**DIRECTIONS**
All the records that follow need to be reproduced exactly. Omit the images.

**WORKING DATA**

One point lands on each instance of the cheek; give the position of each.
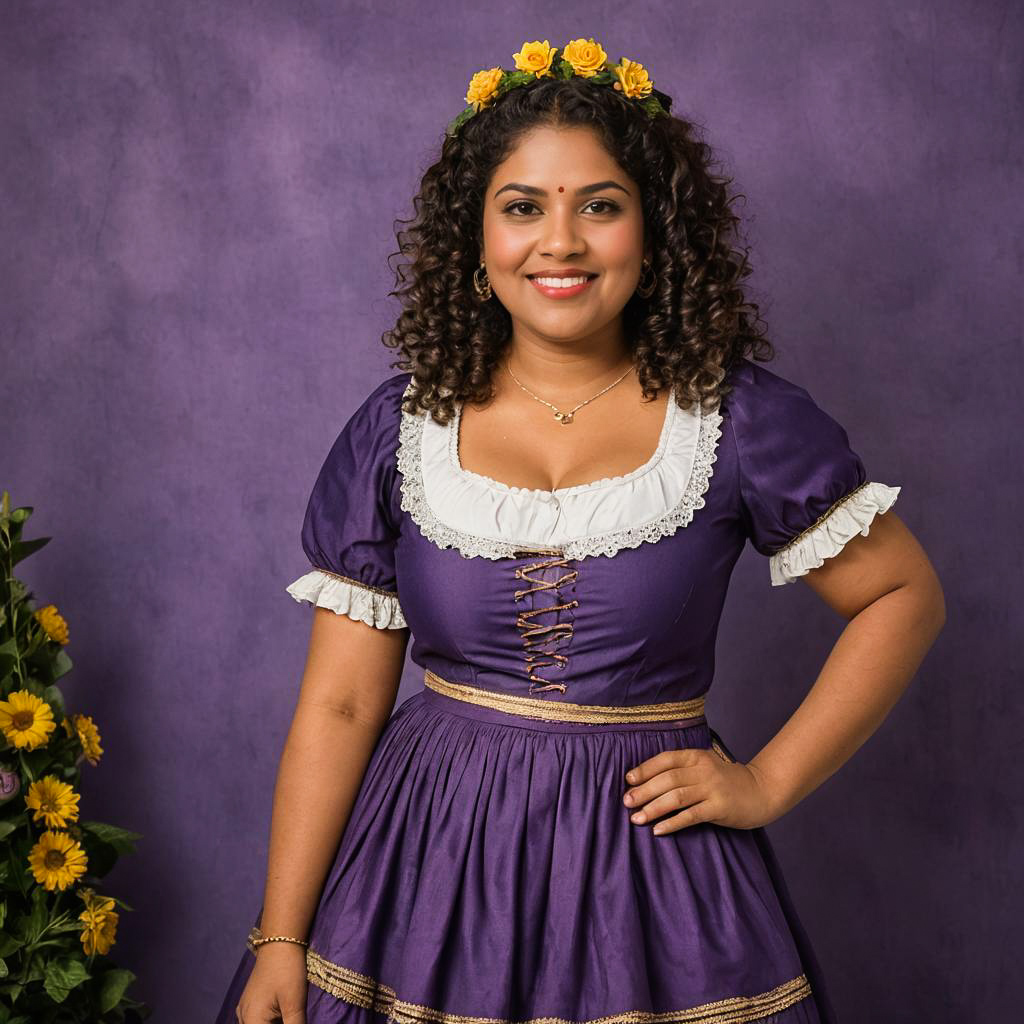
(506, 248)
(622, 246)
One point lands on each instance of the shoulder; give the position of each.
(377, 418)
(762, 400)
(754, 385)
(384, 400)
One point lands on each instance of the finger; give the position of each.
(662, 761)
(694, 815)
(672, 800)
(637, 796)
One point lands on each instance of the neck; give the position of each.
(563, 369)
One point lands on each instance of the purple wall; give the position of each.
(197, 209)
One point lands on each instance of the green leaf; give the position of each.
(61, 975)
(120, 839)
(113, 987)
(54, 696)
(61, 665)
(22, 549)
(40, 913)
(8, 655)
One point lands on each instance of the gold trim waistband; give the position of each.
(562, 711)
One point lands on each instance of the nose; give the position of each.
(561, 236)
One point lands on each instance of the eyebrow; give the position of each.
(583, 190)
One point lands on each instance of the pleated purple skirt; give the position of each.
(488, 872)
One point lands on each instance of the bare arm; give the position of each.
(347, 693)
(887, 588)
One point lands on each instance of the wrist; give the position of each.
(778, 800)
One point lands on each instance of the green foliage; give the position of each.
(46, 976)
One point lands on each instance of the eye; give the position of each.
(517, 203)
(611, 206)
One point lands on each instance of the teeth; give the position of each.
(560, 282)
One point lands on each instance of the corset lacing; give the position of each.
(542, 640)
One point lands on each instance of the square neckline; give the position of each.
(623, 478)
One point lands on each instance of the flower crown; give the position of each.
(582, 57)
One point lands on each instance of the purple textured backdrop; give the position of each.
(198, 206)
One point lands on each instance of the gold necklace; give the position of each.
(564, 418)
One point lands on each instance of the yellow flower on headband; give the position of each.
(633, 80)
(482, 87)
(536, 57)
(586, 56)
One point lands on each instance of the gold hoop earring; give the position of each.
(482, 287)
(645, 291)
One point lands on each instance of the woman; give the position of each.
(550, 499)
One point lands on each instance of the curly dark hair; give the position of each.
(690, 331)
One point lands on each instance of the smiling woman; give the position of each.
(550, 499)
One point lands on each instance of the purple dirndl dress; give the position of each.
(488, 871)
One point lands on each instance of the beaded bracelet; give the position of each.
(257, 938)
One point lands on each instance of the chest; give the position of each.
(524, 444)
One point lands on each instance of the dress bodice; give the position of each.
(604, 593)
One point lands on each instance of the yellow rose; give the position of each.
(586, 56)
(633, 79)
(482, 86)
(52, 623)
(536, 57)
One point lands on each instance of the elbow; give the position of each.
(933, 602)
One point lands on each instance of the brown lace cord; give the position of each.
(542, 640)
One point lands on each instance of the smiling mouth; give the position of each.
(561, 288)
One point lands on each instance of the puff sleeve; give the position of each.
(348, 535)
(804, 492)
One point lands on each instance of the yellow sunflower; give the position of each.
(88, 735)
(100, 924)
(483, 87)
(633, 79)
(536, 56)
(586, 56)
(52, 623)
(56, 860)
(53, 802)
(26, 720)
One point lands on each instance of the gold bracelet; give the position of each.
(257, 938)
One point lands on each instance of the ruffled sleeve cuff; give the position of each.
(827, 537)
(349, 597)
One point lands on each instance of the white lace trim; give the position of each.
(826, 538)
(349, 597)
(481, 517)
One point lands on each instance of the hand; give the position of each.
(276, 988)
(706, 785)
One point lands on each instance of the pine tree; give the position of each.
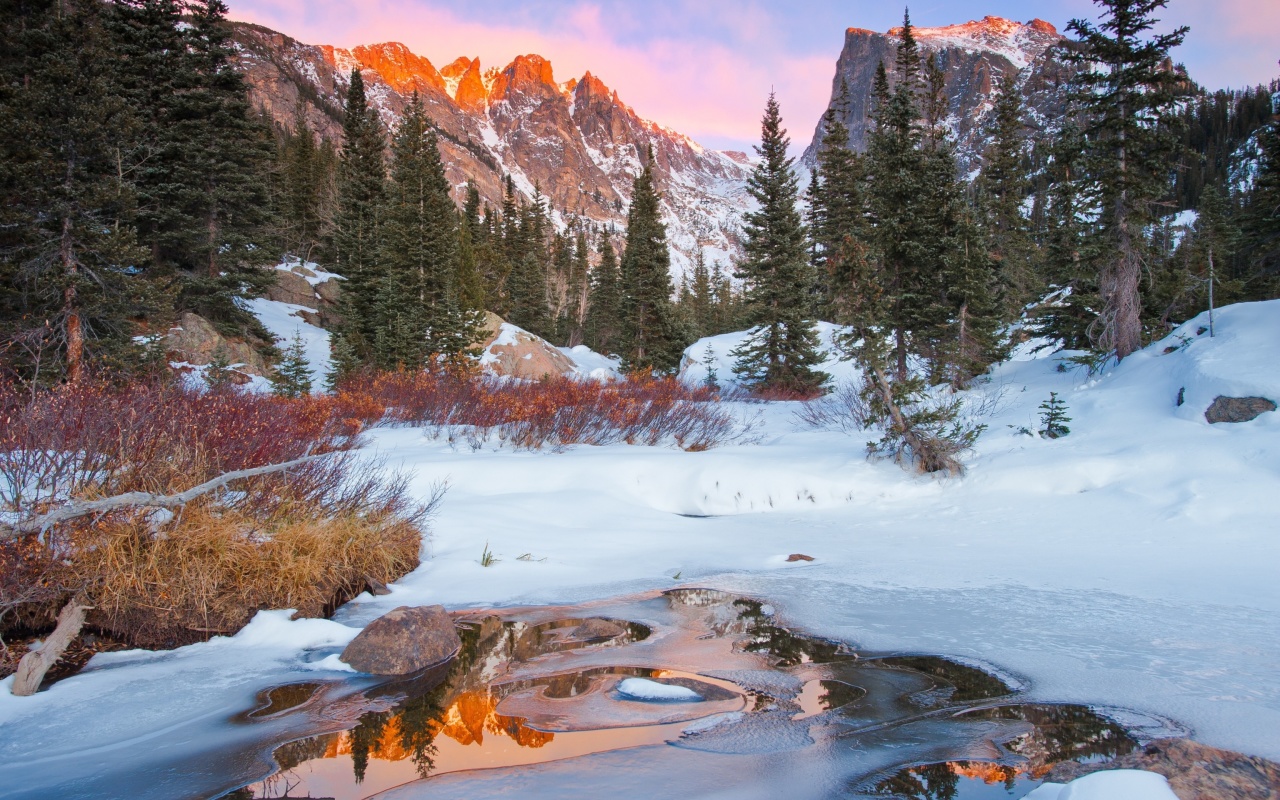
(782, 350)
(837, 220)
(1002, 186)
(421, 297)
(604, 304)
(72, 272)
(304, 187)
(1124, 97)
(1261, 218)
(361, 191)
(650, 337)
(205, 191)
(293, 374)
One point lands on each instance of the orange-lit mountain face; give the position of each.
(576, 141)
(976, 58)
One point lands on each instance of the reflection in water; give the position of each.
(1057, 734)
(533, 686)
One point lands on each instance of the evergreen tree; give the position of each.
(205, 199)
(1124, 96)
(304, 177)
(604, 304)
(421, 309)
(69, 263)
(293, 374)
(1261, 218)
(1002, 186)
(782, 350)
(650, 337)
(361, 191)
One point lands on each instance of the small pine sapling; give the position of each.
(1054, 417)
(712, 379)
(293, 375)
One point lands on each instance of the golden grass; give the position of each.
(214, 568)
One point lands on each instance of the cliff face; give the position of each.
(576, 142)
(976, 58)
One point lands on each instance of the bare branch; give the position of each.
(141, 499)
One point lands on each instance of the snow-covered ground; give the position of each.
(1132, 563)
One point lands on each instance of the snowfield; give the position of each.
(1133, 563)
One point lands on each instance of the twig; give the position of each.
(135, 499)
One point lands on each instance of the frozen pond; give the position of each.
(685, 693)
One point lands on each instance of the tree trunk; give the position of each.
(73, 323)
(35, 664)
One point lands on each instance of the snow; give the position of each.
(592, 365)
(1129, 565)
(653, 691)
(1115, 785)
(717, 352)
(284, 323)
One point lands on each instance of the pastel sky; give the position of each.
(705, 67)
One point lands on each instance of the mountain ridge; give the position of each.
(576, 142)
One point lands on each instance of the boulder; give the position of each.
(513, 352)
(1238, 408)
(195, 341)
(329, 291)
(1194, 771)
(403, 641)
(291, 287)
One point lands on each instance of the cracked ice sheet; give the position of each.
(1130, 563)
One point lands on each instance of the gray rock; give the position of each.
(1238, 408)
(403, 641)
(292, 288)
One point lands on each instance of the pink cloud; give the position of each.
(700, 87)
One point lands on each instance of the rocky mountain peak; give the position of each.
(526, 74)
(398, 67)
(1018, 41)
(976, 58)
(576, 142)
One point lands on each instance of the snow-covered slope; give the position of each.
(1130, 563)
(576, 142)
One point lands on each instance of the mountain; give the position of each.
(576, 142)
(974, 56)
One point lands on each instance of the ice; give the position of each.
(1114, 785)
(653, 691)
(1130, 563)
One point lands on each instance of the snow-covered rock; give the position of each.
(1115, 785)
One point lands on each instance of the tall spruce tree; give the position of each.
(205, 193)
(652, 338)
(837, 220)
(782, 348)
(1002, 186)
(361, 188)
(423, 306)
(1125, 103)
(69, 264)
(603, 325)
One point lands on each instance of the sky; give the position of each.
(705, 67)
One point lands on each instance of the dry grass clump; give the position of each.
(307, 538)
(219, 567)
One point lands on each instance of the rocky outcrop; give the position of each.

**ANSWER TO THE TASK**
One point lands on each instance of the cheek; give the position of each.
(506, 248)
(622, 246)
One point lands on each instance of the shoulder; give the position of each.
(377, 418)
(762, 400)
(754, 385)
(384, 400)
One point lands on each instance of the finger; give the position of each.
(662, 761)
(694, 815)
(672, 800)
(637, 796)
One point lands on each instance of the neck; give the position of each.
(563, 369)
One point lands on each instance of the purple wall; give the position of each.
(197, 209)
One point lands on each instance of the green leaf; give the position of each.
(61, 975)
(120, 839)
(113, 987)
(54, 696)
(61, 665)
(22, 549)
(40, 913)
(8, 655)
One point lands on each instance of the gold trim waistband; give the position of each.
(562, 711)
One point lands on each instance of the nose; give the position of each.
(561, 236)
One point lands on each instance of the eyebrow; give the position of each.
(583, 190)
One point lands on each instance of the pleated purple skirt; give the position of each.
(488, 872)
One point lands on each instance of the bare arm; give the position of each.
(347, 693)
(887, 588)
One point lands on each instance of the wrist; give the position of each.
(778, 800)
One point lands on each instance of the green foliage; give the position of each.
(46, 976)
One point lands on each instance of the eye; give the position of each.
(517, 203)
(611, 206)
One point lands on each instance of the teeth; give the position of each.
(560, 282)
One point lands on each instance of the corset lacing; give the position of each.
(542, 640)
One point lands on each instance of the square neckline; give the position of each.
(623, 478)
One point lands on each instance of the flower crown; give the position of each.
(582, 57)
One point lands on each instance of the purple textured backdrop; give the position of each.
(198, 206)
One point lands on each instance of the gold necklace; give the position of each.
(564, 418)
One point lands on each instance of the yellow flower on headband; give the position of each.
(633, 80)
(482, 87)
(536, 57)
(586, 56)
One point lands on each instance of the gold hoop earring; give the position of each.
(482, 287)
(645, 291)
One point lands on each instance of the woman; give the position of each.
(550, 499)
One point lands on each instance of the curly dark hair; give the position of each.
(690, 331)
One point lands on each instance of the smiling woman; give the position of each.
(550, 499)
One point lands on each instance of the purple dirndl dress; give the position of each.
(488, 871)
One point lands on each instance of the beaded bracelet; give the position of each.
(257, 938)
One point lands on each instance of the chest; give the position of each.
(524, 444)
One point lands on each instance of the dress bodice; give the position of each.
(604, 593)
One point lands on each instance of the yellow rose; give the position of each.
(586, 56)
(633, 79)
(482, 86)
(52, 623)
(536, 57)
One point lands on each instance of the elbow; give the position of each.
(933, 602)
One point lands on each instance of the brown lace cord; give the position of each.
(542, 640)
One point lands on each instance of the smiling mouth; give the position of each.
(561, 288)
One point lands on each instance of the puff sleeve; give the position of each.
(348, 535)
(804, 492)
One point lands on each instance of the yellow sunflower; give the position of each.
(88, 735)
(100, 924)
(483, 87)
(633, 79)
(536, 56)
(586, 56)
(52, 623)
(56, 860)
(53, 802)
(26, 720)
One point lands on each instance of the gold bracelet; give the position of each.
(257, 938)
One point lands on each instance of the ruffled sleeve cuff; give the position of each.
(827, 537)
(349, 597)
One point lands on each instance of the white lace trim; give the position of each.
(826, 538)
(349, 597)
(481, 517)
One point lands on each instance of the hand; give the position of each.
(276, 988)
(706, 785)
One point lands on each instance of the pine tree; give the position of each.
(782, 350)
(837, 220)
(1002, 186)
(421, 297)
(604, 304)
(72, 272)
(304, 187)
(1124, 97)
(1261, 218)
(361, 191)
(650, 337)
(205, 191)
(293, 374)
One point lands on each instance of the orange-lit mountain face; give the position of each.
(576, 141)
(976, 58)
One point lands on each instance of the reflection in water; give the position of each.
(1057, 734)
(533, 686)
One point lands on each instance of the evergreen tree; give the position of each.
(205, 199)
(1124, 96)
(304, 177)
(604, 304)
(421, 309)
(69, 263)
(293, 374)
(1261, 218)
(1002, 186)
(782, 350)
(650, 337)
(361, 191)
One point lands on each instance of the small pine sapling; give the position of each.
(1054, 417)
(712, 379)
(293, 375)
One point lands on each instance of the golden grass; give the position of each.
(214, 568)
One point lands on each instance of the cliff face; give the position of each.
(576, 142)
(976, 58)
One point lands on each instance of the bare branch; give the position of each.
(141, 499)
One point lands on each instance of the snow-covered ground; give the position of each.
(1132, 563)
One point lands on each instance of the snowfield; give the position of each.
(1133, 563)
One point lands on each instance of the twig; give the position of each.
(135, 499)
One point lands on each instance of the frozen pond; give the position of each.
(685, 693)
One point lands on each instance of the tree trunk; give the position of each.
(73, 323)
(35, 664)
One point lands on each instance of the snow; give the position of each.
(592, 365)
(1129, 565)
(653, 691)
(1115, 785)
(717, 352)
(284, 323)
One point lands on each instance of the pastel sky; give the position of each.
(705, 67)
One point lands on each instance of the mountain ridge; give the position of each.
(576, 142)
One point lands on each instance of the boulder; give the position of each.
(513, 352)
(1238, 408)
(195, 341)
(329, 291)
(1194, 771)
(403, 641)
(291, 287)
One point lands on each instance of the cracked ice sheet; give the position of each.
(1130, 563)
One point lands on each instance of the gray rock; give the position of each.
(1238, 408)
(403, 641)
(292, 288)
One point lands on each instance of the pink cloud; give the position of each.
(700, 87)
One point lands on each instance of the rocky mountain peak; give the position of each.
(526, 74)
(398, 67)
(1018, 41)
(976, 58)
(576, 142)
One point lands on each instance of the snow-covered slope; give the position of each.
(1130, 563)
(576, 142)
One point lands on each instance of the mountain; give the position of each.
(576, 142)
(974, 56)
One point lands on each instance of the ice; give the position of each.
(1114, 785)
(653, 691)
(1130, 563)
One point lands on each instance of the snow-covered rock; give the position of each.
(1115, 785)
One point lands on each instance of the tall spruce tree; give the position of each.
(205, 193)
(652, 338)
(837, 220)
(782, 348)
(1002, 186)
(361, 188)
(423, 306)
(1125, 103)
(69, 264)
(603, 325)
One point lands on each instance of the sky; give the position of each.
(705, 67)
One point lands on each instance of the dry grass clump; give the position of each.
(307, 538)
(219, 567)
One point lands on each instance of the rocky outcrop; give the position of each.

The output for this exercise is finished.